··· 提供的文章 ···

云南大学历史地理研究所教授,博士生导师,云南省教育厅重点实验室“数字人文”技术研发与应用重点实验室主任。研究方向为历史自然地理和历史地理信息化。
提要:清代伊犁锡伯营按牛录筑堡、自耕自食的生产方式脱胎于东北边疆的“官庄”,其也是伊犁锡伯营旗屯社会的原型。锡伯营在嘉庆前期兴修察渠一方面源于其农耕传统,但更重要的原因则是锡伯营在伊犁各旗屯中特殊的财务制度、锡伯营内部土地所有方式的改变和乾嘉之际伊犁河南岸的环境变化,特别是土壤盐碱化。这些内部和外部因素促使锡伯营必须通过兴建水利工程来建设新农业区,提升其粮食产量。嘉庆十四年竣工的察布查尔大渠是伊犁锡伯营标志性水利成就,为锡伯人带来了水利共同体形成、领地扩大、农业发展、政治地位提高等一系列影响,特别是察布查尔渠竣工后,借由改善新垦大片土地在锡伯人群内的分配方式,大大完善了其旗屯社会的功能。
关键词:清代;旗屯社会;伊犁;锡伯
引言
屯垦集中体现了水利与清代新疆经济社会发展的紧密联系,成为观察本区域内“水与社会”的重要视角。清代新疆的屯垦模式大致包括兵屯、商屯、民屯、犯屯、回屯和旗屯。其中旗屯是八旗体制下的屯田系统。
新疆各城屯田,有兵屯,有回屯,有户屯,而无旗屯,惟伊犁皆有之。

···

## 一组任务:
**A.** 在下面的条目里找出所有含有字符串“photo”的行，把这些行逐一照抄出来，注意区分大小写。
**B.** 请接着上面这篇关于伊犁锡伯营的文章往下写，从它的最后一句之后开始续写。
上面这篇关于伊犁锡伯营的文章和下面的条目是两份各自独立的材料。

··· 数据摘录 ···

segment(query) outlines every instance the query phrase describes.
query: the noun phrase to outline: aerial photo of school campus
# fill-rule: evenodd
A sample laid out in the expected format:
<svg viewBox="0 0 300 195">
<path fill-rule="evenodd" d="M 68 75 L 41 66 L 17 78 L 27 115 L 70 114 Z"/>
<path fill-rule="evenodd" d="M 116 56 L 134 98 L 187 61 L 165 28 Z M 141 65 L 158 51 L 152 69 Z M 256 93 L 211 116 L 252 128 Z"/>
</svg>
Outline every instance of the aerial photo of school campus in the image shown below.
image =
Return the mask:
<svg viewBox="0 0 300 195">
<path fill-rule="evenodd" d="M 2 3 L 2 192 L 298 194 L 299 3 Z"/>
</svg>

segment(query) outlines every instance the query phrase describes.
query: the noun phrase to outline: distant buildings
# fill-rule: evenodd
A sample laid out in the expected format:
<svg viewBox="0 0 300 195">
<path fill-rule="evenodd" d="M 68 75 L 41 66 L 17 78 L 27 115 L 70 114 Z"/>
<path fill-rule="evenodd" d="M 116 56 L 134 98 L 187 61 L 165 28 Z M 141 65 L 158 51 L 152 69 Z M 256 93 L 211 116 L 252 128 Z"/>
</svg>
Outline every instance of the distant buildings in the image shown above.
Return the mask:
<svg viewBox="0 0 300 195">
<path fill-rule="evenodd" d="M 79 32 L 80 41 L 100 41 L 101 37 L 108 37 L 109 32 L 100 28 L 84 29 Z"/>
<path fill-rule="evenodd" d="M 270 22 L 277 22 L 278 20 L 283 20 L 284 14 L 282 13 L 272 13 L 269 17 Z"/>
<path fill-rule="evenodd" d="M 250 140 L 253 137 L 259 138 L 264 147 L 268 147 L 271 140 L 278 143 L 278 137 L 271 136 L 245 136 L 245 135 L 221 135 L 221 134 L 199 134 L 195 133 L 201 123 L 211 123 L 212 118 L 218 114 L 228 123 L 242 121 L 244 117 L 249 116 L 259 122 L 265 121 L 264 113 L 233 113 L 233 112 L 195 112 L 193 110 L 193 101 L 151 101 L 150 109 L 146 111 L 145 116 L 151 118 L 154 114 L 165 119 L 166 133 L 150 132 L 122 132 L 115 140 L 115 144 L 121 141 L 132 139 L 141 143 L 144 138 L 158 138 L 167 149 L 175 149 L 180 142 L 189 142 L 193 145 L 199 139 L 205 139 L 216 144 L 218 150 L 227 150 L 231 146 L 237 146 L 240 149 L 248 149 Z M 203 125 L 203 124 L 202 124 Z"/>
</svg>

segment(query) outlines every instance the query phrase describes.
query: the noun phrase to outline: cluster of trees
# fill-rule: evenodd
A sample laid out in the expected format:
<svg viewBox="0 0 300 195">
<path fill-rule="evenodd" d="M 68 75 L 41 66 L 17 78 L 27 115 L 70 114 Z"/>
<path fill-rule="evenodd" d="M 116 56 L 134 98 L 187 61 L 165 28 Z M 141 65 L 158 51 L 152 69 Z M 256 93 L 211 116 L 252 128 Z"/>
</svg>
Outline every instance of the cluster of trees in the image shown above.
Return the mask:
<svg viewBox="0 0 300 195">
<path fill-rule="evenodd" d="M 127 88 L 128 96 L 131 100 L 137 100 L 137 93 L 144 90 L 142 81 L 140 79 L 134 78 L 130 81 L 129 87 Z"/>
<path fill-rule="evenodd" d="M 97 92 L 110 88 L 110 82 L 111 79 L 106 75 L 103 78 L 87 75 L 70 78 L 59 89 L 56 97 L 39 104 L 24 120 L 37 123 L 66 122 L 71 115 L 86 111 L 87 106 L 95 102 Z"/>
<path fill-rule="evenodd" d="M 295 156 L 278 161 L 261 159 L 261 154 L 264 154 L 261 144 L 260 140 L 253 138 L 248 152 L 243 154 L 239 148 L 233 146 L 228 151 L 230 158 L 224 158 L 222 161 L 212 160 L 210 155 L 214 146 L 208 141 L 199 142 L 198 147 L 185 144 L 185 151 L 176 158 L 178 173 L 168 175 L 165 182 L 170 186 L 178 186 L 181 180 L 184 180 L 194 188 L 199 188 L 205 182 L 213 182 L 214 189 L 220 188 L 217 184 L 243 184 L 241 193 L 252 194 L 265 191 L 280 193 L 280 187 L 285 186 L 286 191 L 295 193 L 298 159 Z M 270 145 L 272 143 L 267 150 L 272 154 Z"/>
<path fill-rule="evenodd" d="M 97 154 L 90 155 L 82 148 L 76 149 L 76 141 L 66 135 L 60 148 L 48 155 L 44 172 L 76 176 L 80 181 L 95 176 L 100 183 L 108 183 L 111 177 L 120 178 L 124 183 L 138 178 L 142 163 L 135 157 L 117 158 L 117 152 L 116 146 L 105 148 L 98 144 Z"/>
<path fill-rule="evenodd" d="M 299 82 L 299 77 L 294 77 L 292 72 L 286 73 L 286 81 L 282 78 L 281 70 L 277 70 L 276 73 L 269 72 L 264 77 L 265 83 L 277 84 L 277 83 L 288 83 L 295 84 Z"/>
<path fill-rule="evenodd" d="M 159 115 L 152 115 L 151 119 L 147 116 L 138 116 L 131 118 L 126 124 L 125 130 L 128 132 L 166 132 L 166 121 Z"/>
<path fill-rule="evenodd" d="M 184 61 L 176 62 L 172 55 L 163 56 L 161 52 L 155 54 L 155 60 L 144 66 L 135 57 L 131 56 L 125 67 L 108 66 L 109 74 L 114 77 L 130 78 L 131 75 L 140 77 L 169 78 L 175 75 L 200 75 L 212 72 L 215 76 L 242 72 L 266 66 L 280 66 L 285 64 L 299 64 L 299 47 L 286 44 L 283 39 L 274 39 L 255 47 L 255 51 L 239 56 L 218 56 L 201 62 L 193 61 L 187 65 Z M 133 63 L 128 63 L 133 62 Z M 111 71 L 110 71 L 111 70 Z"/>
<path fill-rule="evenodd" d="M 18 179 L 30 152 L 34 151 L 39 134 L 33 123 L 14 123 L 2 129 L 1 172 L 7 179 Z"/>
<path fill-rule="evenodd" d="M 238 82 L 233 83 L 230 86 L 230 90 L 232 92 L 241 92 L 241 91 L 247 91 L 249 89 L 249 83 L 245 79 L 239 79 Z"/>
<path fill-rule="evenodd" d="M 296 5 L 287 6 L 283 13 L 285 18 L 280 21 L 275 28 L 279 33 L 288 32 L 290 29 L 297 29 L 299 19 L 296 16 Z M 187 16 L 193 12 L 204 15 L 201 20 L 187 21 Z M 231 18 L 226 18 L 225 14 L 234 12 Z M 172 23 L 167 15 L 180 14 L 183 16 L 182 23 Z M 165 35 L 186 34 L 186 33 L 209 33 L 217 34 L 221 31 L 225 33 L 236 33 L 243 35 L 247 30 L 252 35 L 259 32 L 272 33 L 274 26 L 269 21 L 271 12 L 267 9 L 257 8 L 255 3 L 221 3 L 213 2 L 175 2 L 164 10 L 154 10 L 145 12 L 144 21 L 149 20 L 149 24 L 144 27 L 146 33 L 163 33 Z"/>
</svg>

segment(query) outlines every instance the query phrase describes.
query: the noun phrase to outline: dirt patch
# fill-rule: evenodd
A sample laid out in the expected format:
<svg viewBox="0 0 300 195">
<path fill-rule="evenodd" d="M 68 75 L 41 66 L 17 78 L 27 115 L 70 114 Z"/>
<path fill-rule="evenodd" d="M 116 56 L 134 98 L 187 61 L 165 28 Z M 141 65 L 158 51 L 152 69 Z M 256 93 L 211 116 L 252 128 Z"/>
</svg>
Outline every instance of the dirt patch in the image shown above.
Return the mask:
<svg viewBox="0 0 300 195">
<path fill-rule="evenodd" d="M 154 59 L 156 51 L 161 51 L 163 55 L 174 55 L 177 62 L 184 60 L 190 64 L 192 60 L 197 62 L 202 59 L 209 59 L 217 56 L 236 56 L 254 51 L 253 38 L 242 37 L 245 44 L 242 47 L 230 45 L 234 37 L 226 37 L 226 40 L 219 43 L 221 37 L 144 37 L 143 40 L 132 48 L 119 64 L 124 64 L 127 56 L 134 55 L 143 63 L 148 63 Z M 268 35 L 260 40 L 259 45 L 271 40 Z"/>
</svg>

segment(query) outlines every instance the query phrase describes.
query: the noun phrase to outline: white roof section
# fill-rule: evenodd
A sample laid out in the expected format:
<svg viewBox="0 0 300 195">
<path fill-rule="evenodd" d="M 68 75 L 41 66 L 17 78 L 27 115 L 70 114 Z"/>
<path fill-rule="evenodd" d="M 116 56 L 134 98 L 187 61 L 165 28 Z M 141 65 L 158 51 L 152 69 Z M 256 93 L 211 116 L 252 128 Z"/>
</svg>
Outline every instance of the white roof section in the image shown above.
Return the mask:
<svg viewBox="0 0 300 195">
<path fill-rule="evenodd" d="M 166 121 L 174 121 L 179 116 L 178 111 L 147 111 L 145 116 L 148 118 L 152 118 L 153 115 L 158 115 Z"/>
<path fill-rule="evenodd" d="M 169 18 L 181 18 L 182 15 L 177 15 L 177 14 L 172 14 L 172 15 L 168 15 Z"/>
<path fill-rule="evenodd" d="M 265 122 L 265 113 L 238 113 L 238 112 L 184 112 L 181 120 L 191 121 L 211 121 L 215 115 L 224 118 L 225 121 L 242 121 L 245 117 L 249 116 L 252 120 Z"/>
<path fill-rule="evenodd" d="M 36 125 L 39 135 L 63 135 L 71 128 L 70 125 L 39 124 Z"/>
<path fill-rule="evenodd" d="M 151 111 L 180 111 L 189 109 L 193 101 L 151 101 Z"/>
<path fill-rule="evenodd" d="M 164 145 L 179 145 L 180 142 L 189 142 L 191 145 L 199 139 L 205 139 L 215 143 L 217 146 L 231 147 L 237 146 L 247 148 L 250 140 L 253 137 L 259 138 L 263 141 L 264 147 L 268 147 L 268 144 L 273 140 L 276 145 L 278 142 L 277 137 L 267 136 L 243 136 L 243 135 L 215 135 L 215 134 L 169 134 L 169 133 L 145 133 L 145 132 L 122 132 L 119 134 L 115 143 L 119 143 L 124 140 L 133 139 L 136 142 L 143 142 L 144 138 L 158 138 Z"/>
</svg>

···

## 结果:
**A.**
query: the noun phrase to outline: aerial photo of school campus
Outline every instance of the aerial photo of school campus in the image shown below.

**B.**
它是伊犁地区独有的屯垦体制。旗屯按营编制,各营则根据族群划分,如厄鲁特蒙古营、索伦营、满洲营等。营设总管,营下设旗、牛录,各牛录设佐领,总管之上多设由满蒙八旗出任的领队大臣。旗屯不纳赋税,自耕自食,但成员必须为国家“披甲、当差”方能获得名下土地。各营下辖的牛录(佐领)设有公仓,存储粮获。旗屯兵农合一,成为清代管理新疆、建设新疆的重要力量。其中,伊犁四营(锡伯、察哈尔、厄鲁特、索伦四营的统称)中的锡伯营为旗屯典范,成为稳固西北边防的重要力量。
伊犁锡伯营于乾隆三十一年(1766)设立,民国27年(1938)废除八旗体制改设河南县,成为今察布查尔锡伯自治县的前身,由旗屯发展为县,为各旗屯中所罕见。其在农田水利方面的成就在清代就被关注。道光时期,魏源曾提出“新疆驻防旗屯之成效可推行于畿辅及留都”。晚清时期,甚至有人呼吁将新疆锡伯营的屯垦方式推广全国,锡伯营被提升到挽救国家危亡的高度。
但在学术研究领域,锡伯营旗屯模式并非一个独立问题,仅是锡伯族群发展过程中的一个附属问题。在针对清代新疆旗屯的探讨中,也缺乏对锡伯营水利社会问题的进一步研究。近年来,已经有学者试图打破此现状,对伊犁锡伯营历史的研究开始突破单纯的民族史框架,从环境、社会保障、聚落形态等角度重新审视新疆旗屯,深化了学界对清代西北边疆的认识。本文在已有研究的基础上,尝试重新解读锡伯营在乾嘉时期水利成就的背景、原因与作用。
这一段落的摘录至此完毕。